## [WHAT IS EXPECTED]
Word for word, retype every entry in the listing.

## [PROVIDED ENTRIES]
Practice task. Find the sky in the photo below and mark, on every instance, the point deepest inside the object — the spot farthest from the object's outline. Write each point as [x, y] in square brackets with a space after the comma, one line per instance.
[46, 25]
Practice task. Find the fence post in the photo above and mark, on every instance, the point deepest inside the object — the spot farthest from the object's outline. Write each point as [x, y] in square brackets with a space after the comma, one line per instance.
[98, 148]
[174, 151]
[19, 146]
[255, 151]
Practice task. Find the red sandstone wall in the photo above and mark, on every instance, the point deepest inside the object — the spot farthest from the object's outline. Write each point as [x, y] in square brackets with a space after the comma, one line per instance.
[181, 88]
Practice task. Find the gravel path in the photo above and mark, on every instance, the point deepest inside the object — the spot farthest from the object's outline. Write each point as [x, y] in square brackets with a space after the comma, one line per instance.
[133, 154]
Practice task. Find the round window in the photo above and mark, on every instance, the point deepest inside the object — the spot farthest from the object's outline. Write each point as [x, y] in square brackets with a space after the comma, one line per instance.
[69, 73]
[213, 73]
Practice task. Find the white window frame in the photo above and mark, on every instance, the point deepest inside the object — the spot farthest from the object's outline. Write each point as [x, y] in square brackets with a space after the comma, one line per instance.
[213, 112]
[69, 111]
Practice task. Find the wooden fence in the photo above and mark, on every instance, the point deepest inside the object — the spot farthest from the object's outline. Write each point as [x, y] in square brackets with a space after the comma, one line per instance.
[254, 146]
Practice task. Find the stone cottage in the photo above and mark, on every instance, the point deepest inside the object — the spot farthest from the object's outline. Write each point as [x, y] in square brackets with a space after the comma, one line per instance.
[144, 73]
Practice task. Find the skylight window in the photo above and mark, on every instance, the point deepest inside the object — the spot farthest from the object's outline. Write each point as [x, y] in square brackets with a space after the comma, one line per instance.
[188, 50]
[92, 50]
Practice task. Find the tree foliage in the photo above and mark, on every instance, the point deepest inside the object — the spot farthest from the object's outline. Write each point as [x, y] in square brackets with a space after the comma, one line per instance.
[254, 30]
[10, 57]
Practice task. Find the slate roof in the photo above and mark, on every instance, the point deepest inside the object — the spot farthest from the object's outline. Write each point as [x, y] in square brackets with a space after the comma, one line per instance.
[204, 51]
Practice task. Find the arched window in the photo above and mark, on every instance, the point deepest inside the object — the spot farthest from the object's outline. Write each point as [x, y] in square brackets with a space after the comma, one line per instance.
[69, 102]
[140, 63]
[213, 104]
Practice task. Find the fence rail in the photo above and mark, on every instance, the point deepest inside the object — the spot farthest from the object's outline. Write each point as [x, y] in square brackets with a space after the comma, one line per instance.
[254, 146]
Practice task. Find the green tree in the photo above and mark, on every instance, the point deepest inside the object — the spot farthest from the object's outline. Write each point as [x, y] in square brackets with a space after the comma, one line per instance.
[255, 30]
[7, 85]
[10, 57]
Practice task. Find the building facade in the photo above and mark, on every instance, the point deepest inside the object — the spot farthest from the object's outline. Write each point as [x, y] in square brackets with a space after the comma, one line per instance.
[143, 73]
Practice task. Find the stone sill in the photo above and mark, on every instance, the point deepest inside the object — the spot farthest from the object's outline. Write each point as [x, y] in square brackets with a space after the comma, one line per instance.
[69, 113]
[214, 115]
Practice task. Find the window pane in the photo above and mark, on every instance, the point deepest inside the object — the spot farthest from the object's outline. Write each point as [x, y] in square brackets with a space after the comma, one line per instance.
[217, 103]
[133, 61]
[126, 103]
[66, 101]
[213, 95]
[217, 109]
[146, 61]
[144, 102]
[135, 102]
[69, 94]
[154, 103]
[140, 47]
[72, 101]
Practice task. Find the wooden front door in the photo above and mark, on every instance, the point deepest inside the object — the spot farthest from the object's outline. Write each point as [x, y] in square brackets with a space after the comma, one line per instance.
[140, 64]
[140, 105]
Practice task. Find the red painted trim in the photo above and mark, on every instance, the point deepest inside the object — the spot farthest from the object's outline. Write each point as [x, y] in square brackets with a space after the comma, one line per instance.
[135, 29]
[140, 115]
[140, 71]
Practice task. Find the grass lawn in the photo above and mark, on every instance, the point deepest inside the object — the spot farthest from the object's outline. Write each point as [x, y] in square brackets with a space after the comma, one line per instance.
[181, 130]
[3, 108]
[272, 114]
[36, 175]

## [TASK ANSWER]
Practice task. Find the sky in the photo below and mark, on every instance, the point deepest inside the object — the spot farthest from the object's outline. Write each point as [x, y] in square brackets with a space after the comma, one line per instance.
[46, 25]
Practice task. Find the fence post in the photo above and mark, on every instance, the point deepest inside the object — the spot farthest from the object's outline. Write each point as [x, y] in square brackets with a space after the comma, one line per instance.
[98, 148]
[174, 151]
[19, 146]
[255, 151]
Practice task. Find the red sandstone wall in the photo above and mark, on every instance, the point deepest inside the object — the spot farthest from the object's outline. Write each point as [x, y] in square brackets with a space after the comma, one line per instance.
[181, 88]
Practice task. Find the gravel path in the photo above and mark, on every instance, the point deepest inside the object — the spot farthest from the object's outline. Write each point as [x, y] in square brackets with a space after the comma, one line per instance.
[133, 154]
Practice task. Find the round window in the photo above and mark, on every instance, the point deepest inside the object — the spot farthest from the object's outline. Write each point as [x, y] in square brackets with a space after the comma, one line per instance.
[69, 73]
[213, 73]
Practice task. Find the white window frame in the photo above and mark, on every instance, the point deepest inside the object — the spot farthest from the object's outline. Write each point as [x, y] in square brackets with a space after the comma, one line per instance.
[213, 112]
[69, 111]
Practice task. Find the wooden fence in the photo above and mark, on every instance, the point deepest inside the object — the spot farthest from the object's outline. Write each point as [x, y] in square brackets with a space after the comma, one line per instance.
[254, 146]
Practice task. Find the stone cottage in the photo above and mark, on every instance, the point deepest inside the object — the spot farthest from the object's outline. Write each point as [x, y] in square brackets with a space after the comma, one line per instance.
[144, 73]
Practice task. Find the skylight window in the photo above and mark, on every instance, the point deepest inside the object — the spot farthest from the object's outline. Write each point as [x, y] in square brackets with a space after the comma, one line per instance.
[188, 50]
[92, 50]
Practice task. Find the tree foliage in the photo above and mark, on every instance, the point deepest inside the object — the spot farthest from the object's outline. Write each point as [x, y] in square brackets with a space after the comma, one line per instance.
[254, 30]
[10, 57]
Practice task. Find the slate roof in the photo above and mark, on every instance, the point deepest inside the object — the spot farthest from the object's outline. Write each point as [x, y] in square brackets with a space after the comma, one line per instance.
[204, 51]
Practice task. Find the arched window in the photo above and mark, on every instance, the point deepest inside the object — the spot farthest from the object's outline. Write each point as [x, y] in square brackets with a space after the comma, one line per instance.
[69, 102]
[140, 63]
[213, 104]
Practice task. Find the fence rail in the photo above and mark, on every instance, the point deepest inside the object — the spot farthest from the object's outline. Write each point as [x, y] in square brackets with a space after the comma, one line per instance.
[254, 146]
Practice task. Find the green tree in the photo above and mark, on every instance, the point deepest inside the object — the spot farthest from the object's outline. Write each point as [x, y] in square brackets with a space after the comma, one line per instance.
[255, 30]
[7, 85]
[10, 57]
Practice task. Find the building facade in the photo above and mark, on every instance, the point deepest inside the object — the spot farthest from the object's outline. Write each point as [x, y] in square brackets with a space after the comma, one line per instance.
[143, 73]
Practice task. Find the stone sill in the photo above and mark, on every instance, the point deepest inside the object — the spot farthest from the object's outline. Write each point as [x, y] in square brackets with a space after the comma, one line per instance.
[69, 113]
[214, 115]
Practice task. Find the window pane in the photo above and mark, on every instance, the point deepest inside the object — the spot farthest from the object's outline. Write each point as [x, y] in square brackets with a space after the comma, one line per instance.
[217, 103]
[133, 61]
[126, 103]
[66, 101]
[213, 95]
[217, 109]
[146, 61]
[144, 102]
[135, 102]
[69, 94]
[154, 103]
[140, 47]
[72, 101]
Practice task. Find the wooden front door in the photo above and mark, on every instance, the point deepest inside the object — the spot farthest from the object's outline. Write each point as [x, y] in square brackets with a space after the comma, one line per instance.
[140, 64]
[140, 105]
Practice task. Find the red painted trim in the photo above and mark, on every instance, the point deepest inside the object — the spot farthest from the object's outline. Write each point as [x, y] in square brackets with a space after the comma, one line per instance.
[135, 29]
[140, 115]
[140, 71]
Practice task. Find the grass lawn in the photo above and mark, on every instance, the point deepest inside the object — the spot farthest from the object's outline. Write each point as [x, y] in square brackets with a space after the comma, one line per instance.
[181, 130]
[3, 108]
[272, 114]
[36, 175]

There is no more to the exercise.